◆ To do:
Copy out all the lines exactly. Omit pictures.

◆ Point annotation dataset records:
....

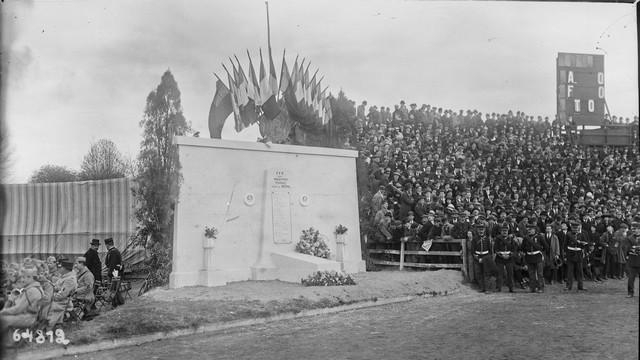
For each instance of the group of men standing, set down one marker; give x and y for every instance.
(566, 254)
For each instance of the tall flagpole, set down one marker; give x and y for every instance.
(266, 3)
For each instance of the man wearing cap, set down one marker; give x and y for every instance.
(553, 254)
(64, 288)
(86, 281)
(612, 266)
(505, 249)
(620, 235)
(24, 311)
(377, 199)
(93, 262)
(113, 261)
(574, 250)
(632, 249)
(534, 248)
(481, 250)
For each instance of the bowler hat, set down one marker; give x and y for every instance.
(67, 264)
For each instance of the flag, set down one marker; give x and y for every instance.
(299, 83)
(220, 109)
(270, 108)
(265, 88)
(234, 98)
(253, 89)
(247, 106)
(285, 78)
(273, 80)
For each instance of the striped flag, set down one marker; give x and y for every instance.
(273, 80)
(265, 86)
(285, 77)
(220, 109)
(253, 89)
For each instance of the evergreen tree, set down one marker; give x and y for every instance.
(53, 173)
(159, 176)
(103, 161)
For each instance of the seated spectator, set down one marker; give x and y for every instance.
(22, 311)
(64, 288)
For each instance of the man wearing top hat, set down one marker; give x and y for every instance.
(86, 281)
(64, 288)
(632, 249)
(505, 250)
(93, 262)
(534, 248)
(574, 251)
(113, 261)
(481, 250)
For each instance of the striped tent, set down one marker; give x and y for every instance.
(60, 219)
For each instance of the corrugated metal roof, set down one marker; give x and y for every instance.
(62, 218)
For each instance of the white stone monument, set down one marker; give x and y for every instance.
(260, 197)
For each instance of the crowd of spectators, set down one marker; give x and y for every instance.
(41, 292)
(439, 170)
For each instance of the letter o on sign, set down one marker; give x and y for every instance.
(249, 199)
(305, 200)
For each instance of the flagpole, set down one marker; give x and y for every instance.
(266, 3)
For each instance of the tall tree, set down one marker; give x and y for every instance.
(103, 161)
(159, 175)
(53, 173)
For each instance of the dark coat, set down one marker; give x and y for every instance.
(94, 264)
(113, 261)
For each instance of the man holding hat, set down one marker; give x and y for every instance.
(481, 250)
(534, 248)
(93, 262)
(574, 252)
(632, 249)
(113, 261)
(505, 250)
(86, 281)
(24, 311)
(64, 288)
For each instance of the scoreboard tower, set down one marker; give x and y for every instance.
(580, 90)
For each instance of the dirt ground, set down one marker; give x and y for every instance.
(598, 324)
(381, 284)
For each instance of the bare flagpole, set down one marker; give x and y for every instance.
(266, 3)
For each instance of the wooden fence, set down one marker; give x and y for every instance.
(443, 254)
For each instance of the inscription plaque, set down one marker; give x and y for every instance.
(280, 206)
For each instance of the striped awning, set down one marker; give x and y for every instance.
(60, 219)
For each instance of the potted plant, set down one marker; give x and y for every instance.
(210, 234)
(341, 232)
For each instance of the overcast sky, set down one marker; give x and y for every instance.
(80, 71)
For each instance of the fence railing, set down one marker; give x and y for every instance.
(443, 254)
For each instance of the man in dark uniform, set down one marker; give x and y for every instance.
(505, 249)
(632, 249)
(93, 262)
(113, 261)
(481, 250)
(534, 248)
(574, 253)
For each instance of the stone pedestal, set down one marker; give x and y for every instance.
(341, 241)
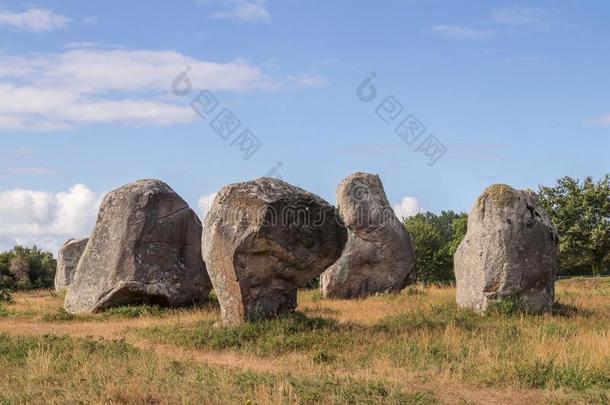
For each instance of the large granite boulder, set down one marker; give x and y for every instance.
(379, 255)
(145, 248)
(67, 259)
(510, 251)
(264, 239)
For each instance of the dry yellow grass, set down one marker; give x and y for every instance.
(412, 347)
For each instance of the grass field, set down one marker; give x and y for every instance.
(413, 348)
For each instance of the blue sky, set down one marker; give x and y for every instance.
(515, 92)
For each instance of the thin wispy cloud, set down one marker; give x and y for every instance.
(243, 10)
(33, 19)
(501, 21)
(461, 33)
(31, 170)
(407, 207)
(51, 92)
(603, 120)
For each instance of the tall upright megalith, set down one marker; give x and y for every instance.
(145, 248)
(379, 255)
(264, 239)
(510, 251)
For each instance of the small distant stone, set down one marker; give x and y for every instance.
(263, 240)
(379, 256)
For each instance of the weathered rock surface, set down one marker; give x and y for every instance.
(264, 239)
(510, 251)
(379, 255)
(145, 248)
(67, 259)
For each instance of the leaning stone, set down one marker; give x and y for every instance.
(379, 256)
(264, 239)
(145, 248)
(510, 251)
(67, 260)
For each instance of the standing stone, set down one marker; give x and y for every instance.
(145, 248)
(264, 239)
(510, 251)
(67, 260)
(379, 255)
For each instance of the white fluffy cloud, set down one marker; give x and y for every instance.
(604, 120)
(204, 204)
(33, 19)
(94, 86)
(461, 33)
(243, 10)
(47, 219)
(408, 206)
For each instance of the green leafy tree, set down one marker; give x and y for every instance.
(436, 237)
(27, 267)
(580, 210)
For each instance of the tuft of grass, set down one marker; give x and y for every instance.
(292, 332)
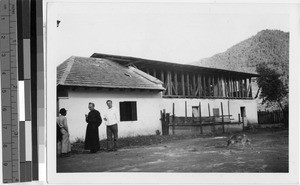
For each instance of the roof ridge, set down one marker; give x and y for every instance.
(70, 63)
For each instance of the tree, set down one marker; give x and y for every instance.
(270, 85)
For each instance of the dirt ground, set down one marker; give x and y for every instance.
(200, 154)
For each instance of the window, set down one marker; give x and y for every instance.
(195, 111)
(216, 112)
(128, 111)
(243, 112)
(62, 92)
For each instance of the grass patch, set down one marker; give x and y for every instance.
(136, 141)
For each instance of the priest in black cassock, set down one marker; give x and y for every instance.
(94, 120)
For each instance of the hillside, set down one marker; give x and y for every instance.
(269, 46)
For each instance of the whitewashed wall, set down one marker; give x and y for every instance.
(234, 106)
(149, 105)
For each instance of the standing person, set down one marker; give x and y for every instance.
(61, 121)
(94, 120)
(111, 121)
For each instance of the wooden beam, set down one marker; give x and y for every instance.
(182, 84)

....

◆ Answer below:
For each instance of the group of men standing, set down one marker; give x and y for every instance.
(566, 254)
For each instance of the tall flagpole, set down one marker; give x and y for every instance.
(266, 3)
For each instance of the man wearing cap, set down one marker; give x and y for every instance.
(553, 254)
(64, 288)
(86, 281)
(612, 266)
(505, 249)
(620, 235)
(24, 311)
(377, 199)
(93, 262)
(113, 261)
(574, 250)
(632, 249)
(534, 248)
(481, 250)
For each instance of the bowler hat, set down one marker; give x and y for every instance.
(67, 264)
For each instance of the flag, set down one marker; give x and y for every instance.
(299, 83)
(220, 109)
(270, 108)
(265, 88)
(234, 98)
(253, 89)
(247, 106)
(285, 78)
(273, 80)
For each instance of the striped flag, set down one marker; give x and y for every instance.
(273, 80)
(265, 86)
(285, 77)
(220, 109)
(253, 89)
For each instance of the evergreen tree, set down one marker; give x and y for every instance.
(53, 173)
(159, 176)
(103, 161)
For each instance of the seated spectator, set down one marker; give x and y for every instance.
(22, 311)
(64, 288)
For each instance of the man wearing top hat, set down one marker; give x and y for every instance.
(86, 281)
(64, 288)
(632, 249)
(505, 250)
(93, 262)
(534, 248)
(574, 251)
(113, 261)
(481, 250)
For each instance of the striped tent, set down one marker; give x and y for every instance.
(60, 219)
For each instance of the corrugated metal roof, set down one marker; give x and y for every instance.
(62, 218)
For each instance of the white stone monument, set down one marker; give x and y for every instance.
(260, 197)
For each instance of the crowd of spectators, set down one marker; give x and y for every instance.
(41, 292)
(439, 170)
For each instance of the letter o on sign, set down one marker; give x and y for every instance.
(249, 199)
(305, 200)
For each instance of the flagpole, set down one marker; give x and y for every instance.
(266, 3)
For each instance of the tall tree, set down one marker; give x and y for every instance.
(103, 161)
(159, 175)
(53, 173)
For each instance of the dark coat, set down one marker; give x and y for every instance.
(94, 264)
(113, 261)
For each instance of the man holding hat, set down one marker; give x and y for every instance.
(481, 250)
(534, 248)
(93, 262)
(574, 252)
(632, 249)
(113, 261)
(505, 250)
(86, 281)
(24, 311)
(64, 288)
For each instance of the scoreboard tower, set down one marker; give x and y for every instance.
(580, 90)
For each instance of the dirt ground, set down one marker; give x and y for every instance.
(598, 324)
(381, 284)
For each instance of the bare flagpole, set down one marker; give x and y for every instance.
(266, 3)
For each instance of the wooden fence, set down one marker; give x and y for every instance.
(443, 254)
For each instance of the inscription plaque, set down one marker; give x and y for every instance.
(280, 206)
For each instance of the striped awning, set down one marker; give x and y for every instance.
(60, 219)
For each instance of the potted plant, set down one marker; give x and y for every instance.
(210, 234)
(341, 232)
For each instance of the overcast sky, set down one marker; give x and y for every instance.
(80, 71)
For each instance of the fence railing, set down one marker; give x and y for every instance.
(443, 254)
For each instance of the man in dark uniform, set down one marker; give x and y for every instance.
(505, 249)
(632, 249)
(93, 262)
(113, 261)
(481, 250)
(534, 248)
(574, 253)
For each instance of the stone pedestal, set down one marker; give x and y for every instance.
(341, 241)
For each instance of the large granite boulder, set down one marker; give x and y for every instance.
(379, 255)
(145, 248)
(67, 259)
(510, 251)
(264, 239)
For each instance of the dry yellow grass, set down one marker; give x and y for every instance.
(412, 347)
For each instance of the grass field, set down one marker; give x and y for every instance.
(413, 348)
For each instance of the blue sky, set down one marker; give x and y for every instance.
(515, 92)
For each instance of the thin wispy cloud, set down one marker; give x and y for every instance.
(243, 10)
(33, 19)
(501, 21)
(461, 33)
(31, 170)
(407, 207)
(51, 92)
(603, 120)
For each instance of the tall upright megalith, set down one marker; give x and y for every instance.
(145, 248)
(379, 255)
(264, 239)
(510, 251)
For each instance of the small distant stone, set down one marker; give x and y for every instance.
(263, 240)
(379, 256)
For each instance of the weathered rock surface, set down one marker; give x and y for every instance.
(264, 239)
(510, 251)
(379, 255)
(145, 248)
(67, 259)
For each instance of the leaning stone, set down one marker; give x and y for every instance.
(379, 256)
(264, 239)
(145, 248)
(510, 251)
(67, 260)
For each instance of the standing stone, set down one marker; give x and y for every instance.
(145, 248)
(264, 239)
(510, 251)
(67, 260)
(379, 255)
For each instance of the white fluffy cloud, set down one marker; give x and y for every instance.
(604, 120)
(204, 204)
(33, 19)
(94, 86)
(461, 33)
(243, 10)
(47, 219)
(408, 206)
For each instance of the green leafy tree, set down one marker; give x and y for every instance.
(436, 237)
(27, 267)
(580, 210)
For each instance of the tuft of grass, set down one marker; give x and y for every instance.
(292, 332)
For each instance of the roof ridge, set down one marker; give x and y for every instance.
(70, 63)
For each instance of the tree, set down one marker; give x and y for every instance.
(270, 85)
For each instance of the dirt ground, set down one marker; give x and y for every instance.
(200, 154)
For each instance of the window, set down one marker; give x and y for every instance.
(195, 111)
(216, 112)
(128, 111)
(243, 112)
(62, 92)
For each instance of the grass patch, set down one marker; give x and y for every instance.
(136, 141)
For each instance of the priest in black cassock, set down one marker; give x and y for every instance.
(94, 120)
For each instance of the hillside, set down one marker; give x and y for every instance.
(269, 46)
For each instance of the whitewashed wall, set down one marker; give x and y for every instance.
(234, 106)
(149, 105)
For each instance of the standing person, set down one marker; give x and y for every instance.
(61, 121)
(94, 120)
(111, 121)
For each instance of the wooden beam, set down one marker; give x and y for every instance.
(182, 84)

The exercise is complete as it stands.